# Stated exercise:
Show every line in the data below that contains the word "fallen", copying each one in full.

# Provided entries:
_ _ _ _
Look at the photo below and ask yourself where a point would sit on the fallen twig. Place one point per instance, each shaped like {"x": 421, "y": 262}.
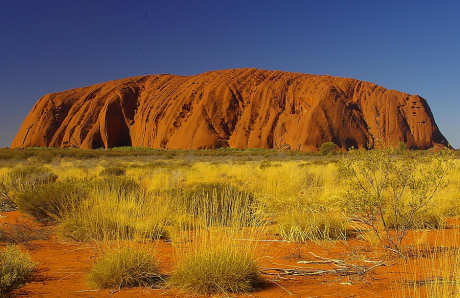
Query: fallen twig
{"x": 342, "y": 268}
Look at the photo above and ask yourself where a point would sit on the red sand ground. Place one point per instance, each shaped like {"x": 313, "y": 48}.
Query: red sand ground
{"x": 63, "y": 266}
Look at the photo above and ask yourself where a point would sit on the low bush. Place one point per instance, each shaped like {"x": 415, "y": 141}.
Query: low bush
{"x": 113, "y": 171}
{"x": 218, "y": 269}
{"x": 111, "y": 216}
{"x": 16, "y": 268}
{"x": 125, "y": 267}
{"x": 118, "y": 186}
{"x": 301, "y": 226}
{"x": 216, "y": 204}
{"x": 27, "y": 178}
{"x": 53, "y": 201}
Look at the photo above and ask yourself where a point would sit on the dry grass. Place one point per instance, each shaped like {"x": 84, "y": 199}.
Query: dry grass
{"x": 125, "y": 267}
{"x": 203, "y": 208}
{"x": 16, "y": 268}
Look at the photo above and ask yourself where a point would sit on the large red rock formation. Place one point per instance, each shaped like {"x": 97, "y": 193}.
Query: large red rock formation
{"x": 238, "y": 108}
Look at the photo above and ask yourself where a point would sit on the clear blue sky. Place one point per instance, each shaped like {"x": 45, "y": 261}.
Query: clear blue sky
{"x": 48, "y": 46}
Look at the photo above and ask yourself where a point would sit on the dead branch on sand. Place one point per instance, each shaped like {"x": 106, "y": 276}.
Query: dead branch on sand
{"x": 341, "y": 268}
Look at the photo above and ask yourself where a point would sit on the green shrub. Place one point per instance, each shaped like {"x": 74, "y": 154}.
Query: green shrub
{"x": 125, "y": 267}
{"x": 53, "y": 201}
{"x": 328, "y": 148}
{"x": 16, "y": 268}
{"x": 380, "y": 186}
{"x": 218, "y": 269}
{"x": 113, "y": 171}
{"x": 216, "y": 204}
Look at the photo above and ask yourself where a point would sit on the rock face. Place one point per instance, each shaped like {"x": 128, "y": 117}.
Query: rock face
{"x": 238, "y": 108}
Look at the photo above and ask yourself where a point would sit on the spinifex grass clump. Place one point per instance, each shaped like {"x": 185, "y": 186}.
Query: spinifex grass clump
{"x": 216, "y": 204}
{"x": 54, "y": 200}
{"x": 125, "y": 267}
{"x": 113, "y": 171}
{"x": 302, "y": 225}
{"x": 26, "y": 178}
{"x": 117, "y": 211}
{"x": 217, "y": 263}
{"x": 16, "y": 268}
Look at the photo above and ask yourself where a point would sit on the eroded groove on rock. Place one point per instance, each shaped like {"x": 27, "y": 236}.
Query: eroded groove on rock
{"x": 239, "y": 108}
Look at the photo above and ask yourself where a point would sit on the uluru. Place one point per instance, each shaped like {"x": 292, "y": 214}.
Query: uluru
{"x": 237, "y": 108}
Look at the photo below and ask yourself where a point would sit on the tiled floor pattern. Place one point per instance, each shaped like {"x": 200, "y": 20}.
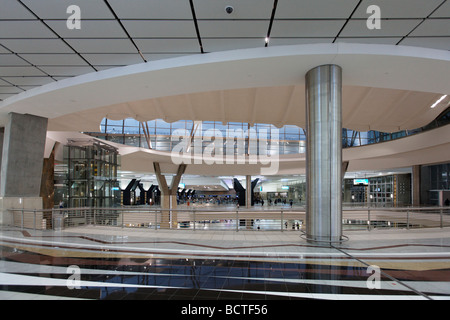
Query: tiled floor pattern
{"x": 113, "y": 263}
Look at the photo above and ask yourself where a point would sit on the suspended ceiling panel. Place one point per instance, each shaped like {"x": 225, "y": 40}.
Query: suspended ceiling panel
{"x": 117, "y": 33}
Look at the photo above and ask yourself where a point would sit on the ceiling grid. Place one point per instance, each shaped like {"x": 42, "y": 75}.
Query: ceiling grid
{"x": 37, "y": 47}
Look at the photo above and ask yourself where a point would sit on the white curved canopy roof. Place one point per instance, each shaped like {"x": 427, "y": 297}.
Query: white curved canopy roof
_ _ _ _
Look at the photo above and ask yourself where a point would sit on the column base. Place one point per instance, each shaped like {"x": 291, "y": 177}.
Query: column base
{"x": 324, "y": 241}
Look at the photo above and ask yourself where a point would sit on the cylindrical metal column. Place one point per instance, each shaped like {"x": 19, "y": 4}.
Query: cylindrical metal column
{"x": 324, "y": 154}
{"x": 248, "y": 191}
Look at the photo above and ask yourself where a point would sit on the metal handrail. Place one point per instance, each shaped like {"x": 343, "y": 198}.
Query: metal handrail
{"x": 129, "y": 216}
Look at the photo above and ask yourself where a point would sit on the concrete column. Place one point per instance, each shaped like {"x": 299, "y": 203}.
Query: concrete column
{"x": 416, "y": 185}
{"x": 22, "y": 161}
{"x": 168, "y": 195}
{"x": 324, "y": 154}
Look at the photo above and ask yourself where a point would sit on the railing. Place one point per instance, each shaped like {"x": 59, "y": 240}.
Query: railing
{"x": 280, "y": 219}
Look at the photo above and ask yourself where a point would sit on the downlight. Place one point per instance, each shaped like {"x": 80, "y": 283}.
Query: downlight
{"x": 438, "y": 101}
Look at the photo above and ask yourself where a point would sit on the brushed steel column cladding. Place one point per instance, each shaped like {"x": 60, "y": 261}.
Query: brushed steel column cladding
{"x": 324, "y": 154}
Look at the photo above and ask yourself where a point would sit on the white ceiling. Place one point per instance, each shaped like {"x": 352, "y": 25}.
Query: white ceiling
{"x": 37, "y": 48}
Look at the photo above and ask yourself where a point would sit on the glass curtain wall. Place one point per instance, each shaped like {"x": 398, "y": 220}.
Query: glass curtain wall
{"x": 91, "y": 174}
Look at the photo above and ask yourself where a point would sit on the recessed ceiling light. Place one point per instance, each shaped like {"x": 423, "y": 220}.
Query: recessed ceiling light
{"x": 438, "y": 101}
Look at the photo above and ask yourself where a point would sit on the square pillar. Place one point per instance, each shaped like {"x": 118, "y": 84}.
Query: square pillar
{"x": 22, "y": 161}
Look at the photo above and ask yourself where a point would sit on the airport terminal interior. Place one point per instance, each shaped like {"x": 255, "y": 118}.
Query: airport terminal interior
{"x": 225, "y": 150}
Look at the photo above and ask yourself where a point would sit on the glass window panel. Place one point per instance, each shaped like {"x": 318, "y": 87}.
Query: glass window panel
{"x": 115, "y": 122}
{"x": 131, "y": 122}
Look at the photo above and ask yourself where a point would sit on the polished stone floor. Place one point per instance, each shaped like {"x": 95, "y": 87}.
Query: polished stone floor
_ _ _ _
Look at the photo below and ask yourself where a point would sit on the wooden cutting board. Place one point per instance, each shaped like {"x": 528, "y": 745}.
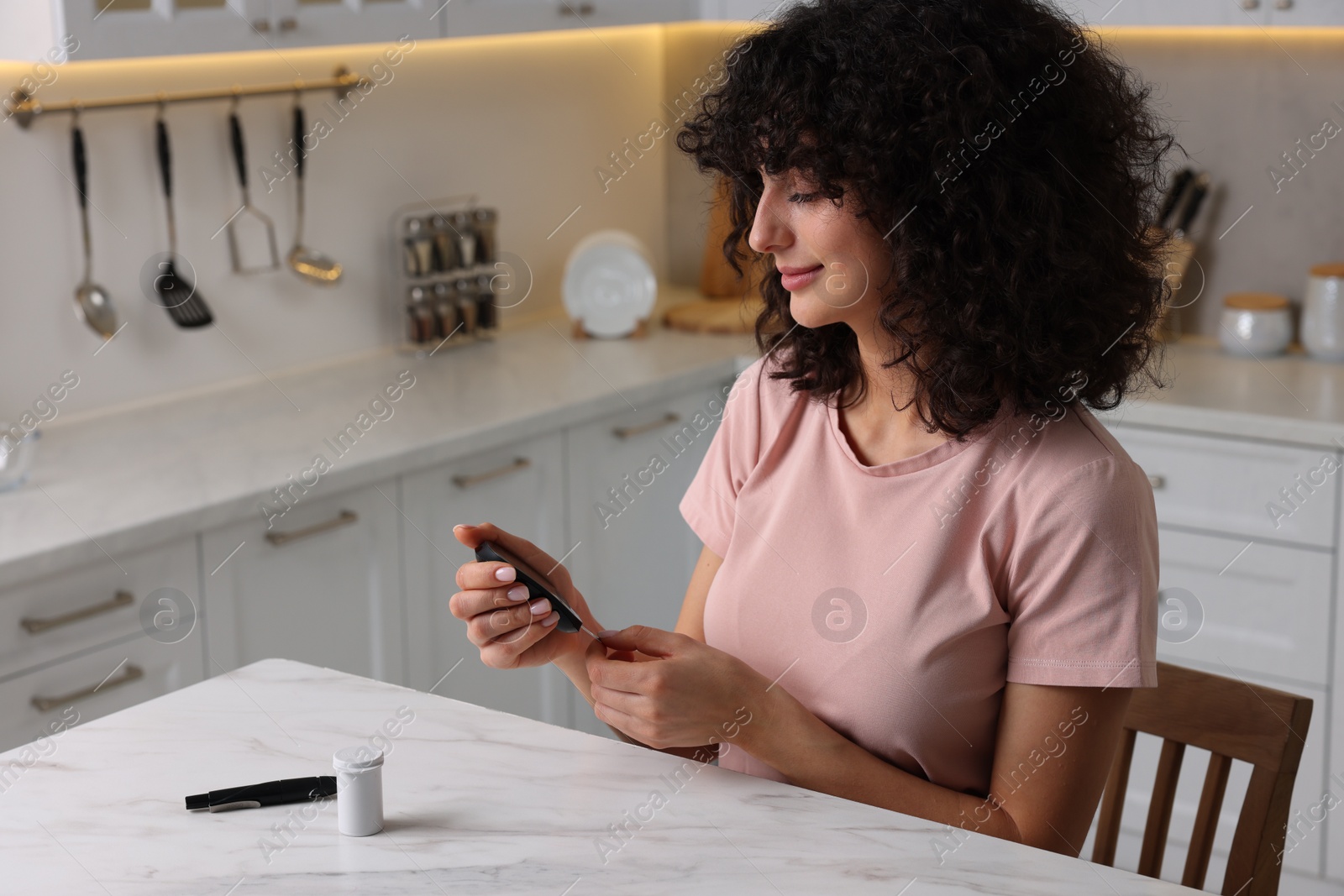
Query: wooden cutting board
_ _ _ _
# Result:
Look at the photo below and ask yourself where a point would sit on the fallen twig. Place one point per instance, each shaped like {"x": 421, "y": 262}.
Query: fallen twig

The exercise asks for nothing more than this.